▸ **REQUIRED ACTIONS**:
(a) Transcribe the article on parents discussing their sex lives with their kids, starting at "But for those" and ending at "own sex lives.".
(b) In the article on parents discussing their sex lives with their kids, what is the name of the blog Debbie Greene writes?

▸ **EXCERPTED PASSAGE**:
Is it ever OK to talk about your sex life with your kids?

For many of us, it’s next to impossible to think of our parents having sex — and even more impossible to imagine them sharing their sex lives with us.

But for those of us who hope and expect to talk more openly about sex with our children than our parents did with us, should we consider sharing our own sexual experiences with them?

Some parents say it’s crossing a line that should never be crossed; others contend that by not sharing, we’re missing an opportunity to help our children connect and learn from our own sex lives.

I posed the question to a range of women — some in person, some via email — and the majority responded quite clearly and emphatically in one direction.

“No! Lol!!” wrote Debbie Greene, who blogs at Through Debbie’s Eyes, seconds after she received my email.

CNN legal analyst Sunny Hostin wholeheartedly agreed, saying it’s “never, ever, OK” to talk about your personal sex life with your children.

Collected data
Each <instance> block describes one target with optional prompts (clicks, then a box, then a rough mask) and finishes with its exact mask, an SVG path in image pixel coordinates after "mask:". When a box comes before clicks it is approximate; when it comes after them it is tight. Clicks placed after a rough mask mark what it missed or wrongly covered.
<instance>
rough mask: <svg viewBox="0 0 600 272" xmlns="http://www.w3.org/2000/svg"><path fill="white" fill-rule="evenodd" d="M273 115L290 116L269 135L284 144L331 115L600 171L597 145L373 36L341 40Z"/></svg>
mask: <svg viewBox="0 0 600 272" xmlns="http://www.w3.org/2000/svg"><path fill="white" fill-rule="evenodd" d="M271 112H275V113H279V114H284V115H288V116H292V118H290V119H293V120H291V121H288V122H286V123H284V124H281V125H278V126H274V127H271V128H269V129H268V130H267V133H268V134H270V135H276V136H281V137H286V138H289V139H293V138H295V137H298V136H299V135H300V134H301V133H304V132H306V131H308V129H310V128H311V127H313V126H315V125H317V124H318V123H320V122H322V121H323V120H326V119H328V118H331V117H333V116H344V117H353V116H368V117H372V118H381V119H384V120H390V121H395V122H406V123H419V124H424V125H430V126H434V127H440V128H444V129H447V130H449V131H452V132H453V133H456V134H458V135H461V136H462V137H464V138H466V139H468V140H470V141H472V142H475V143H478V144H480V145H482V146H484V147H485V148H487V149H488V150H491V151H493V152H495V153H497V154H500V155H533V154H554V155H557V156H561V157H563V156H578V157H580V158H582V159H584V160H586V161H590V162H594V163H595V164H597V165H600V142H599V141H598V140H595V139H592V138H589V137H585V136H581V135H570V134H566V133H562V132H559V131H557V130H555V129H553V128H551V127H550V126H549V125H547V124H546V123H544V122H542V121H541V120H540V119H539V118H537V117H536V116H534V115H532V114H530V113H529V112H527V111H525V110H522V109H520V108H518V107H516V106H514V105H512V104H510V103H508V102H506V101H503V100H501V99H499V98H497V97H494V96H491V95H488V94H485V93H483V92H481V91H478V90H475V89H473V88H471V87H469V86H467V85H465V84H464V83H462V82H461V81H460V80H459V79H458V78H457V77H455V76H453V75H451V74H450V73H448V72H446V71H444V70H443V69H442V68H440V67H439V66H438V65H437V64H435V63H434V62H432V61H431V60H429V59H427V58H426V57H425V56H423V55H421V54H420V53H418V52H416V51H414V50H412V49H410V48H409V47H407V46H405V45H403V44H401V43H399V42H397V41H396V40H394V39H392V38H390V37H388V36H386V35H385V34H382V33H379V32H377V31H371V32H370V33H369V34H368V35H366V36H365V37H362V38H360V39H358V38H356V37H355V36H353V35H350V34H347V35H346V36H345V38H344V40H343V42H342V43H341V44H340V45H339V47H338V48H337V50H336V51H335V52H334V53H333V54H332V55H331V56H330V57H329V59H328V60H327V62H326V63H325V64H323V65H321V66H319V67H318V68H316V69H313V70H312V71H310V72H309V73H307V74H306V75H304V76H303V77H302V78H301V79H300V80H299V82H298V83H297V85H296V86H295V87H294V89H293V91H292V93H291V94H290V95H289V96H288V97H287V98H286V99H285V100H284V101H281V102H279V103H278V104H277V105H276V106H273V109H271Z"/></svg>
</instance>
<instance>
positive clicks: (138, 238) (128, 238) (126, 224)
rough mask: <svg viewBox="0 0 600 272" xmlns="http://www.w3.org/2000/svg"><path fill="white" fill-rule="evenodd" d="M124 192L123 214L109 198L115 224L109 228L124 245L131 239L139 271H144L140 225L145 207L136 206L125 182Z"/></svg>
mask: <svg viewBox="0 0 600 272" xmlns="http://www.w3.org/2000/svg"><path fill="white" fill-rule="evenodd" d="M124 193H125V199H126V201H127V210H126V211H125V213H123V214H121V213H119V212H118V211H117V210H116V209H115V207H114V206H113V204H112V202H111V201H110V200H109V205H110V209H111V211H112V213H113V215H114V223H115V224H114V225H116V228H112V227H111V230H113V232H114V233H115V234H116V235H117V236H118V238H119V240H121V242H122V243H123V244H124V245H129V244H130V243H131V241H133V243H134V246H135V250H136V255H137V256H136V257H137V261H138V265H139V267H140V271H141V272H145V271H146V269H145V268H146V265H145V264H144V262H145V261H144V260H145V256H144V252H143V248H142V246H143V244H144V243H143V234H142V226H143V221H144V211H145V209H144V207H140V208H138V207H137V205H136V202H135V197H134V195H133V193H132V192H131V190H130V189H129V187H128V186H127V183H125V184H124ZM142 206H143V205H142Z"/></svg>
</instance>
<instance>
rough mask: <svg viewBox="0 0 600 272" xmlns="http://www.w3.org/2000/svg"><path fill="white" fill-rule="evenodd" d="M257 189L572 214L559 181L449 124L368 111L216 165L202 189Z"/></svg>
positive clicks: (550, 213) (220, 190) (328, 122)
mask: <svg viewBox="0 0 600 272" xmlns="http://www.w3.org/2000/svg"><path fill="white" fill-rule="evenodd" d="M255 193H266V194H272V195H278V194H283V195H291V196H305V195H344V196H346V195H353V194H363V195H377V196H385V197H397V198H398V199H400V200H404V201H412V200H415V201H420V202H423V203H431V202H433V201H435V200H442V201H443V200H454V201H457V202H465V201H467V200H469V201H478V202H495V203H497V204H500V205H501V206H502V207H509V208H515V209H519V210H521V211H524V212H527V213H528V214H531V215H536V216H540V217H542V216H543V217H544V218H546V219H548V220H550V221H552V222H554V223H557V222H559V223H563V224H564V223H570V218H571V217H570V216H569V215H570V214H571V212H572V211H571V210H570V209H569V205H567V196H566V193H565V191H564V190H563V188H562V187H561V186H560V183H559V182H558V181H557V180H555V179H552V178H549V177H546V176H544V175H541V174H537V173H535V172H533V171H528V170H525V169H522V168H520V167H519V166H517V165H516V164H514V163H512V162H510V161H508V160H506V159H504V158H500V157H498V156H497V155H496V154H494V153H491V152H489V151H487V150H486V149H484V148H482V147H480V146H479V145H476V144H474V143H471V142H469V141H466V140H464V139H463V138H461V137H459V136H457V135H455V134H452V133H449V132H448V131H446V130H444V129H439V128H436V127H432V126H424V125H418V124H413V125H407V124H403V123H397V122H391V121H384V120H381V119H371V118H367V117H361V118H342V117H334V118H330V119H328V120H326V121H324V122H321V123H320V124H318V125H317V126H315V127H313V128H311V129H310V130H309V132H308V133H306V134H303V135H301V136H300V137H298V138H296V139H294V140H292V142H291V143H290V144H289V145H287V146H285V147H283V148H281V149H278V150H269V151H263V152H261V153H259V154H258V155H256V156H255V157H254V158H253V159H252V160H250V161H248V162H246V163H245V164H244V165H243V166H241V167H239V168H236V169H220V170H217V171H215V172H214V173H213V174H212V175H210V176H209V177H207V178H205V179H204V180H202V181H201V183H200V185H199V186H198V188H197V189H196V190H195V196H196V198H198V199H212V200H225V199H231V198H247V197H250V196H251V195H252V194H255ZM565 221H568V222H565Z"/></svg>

▸ **ANSWER LIST**:
(a)
But for those of us who hope and expect to talk more openly about sex with our children than our parents did with us, should we consider sharing our own sexual experiences with them?

Some parents say it’s crossing a line that should never be crossed; others contend that by not sharing, we’re missing an opportunity to help our children connect and learn from our own sex lives.

(b) Through Debbie's Eyes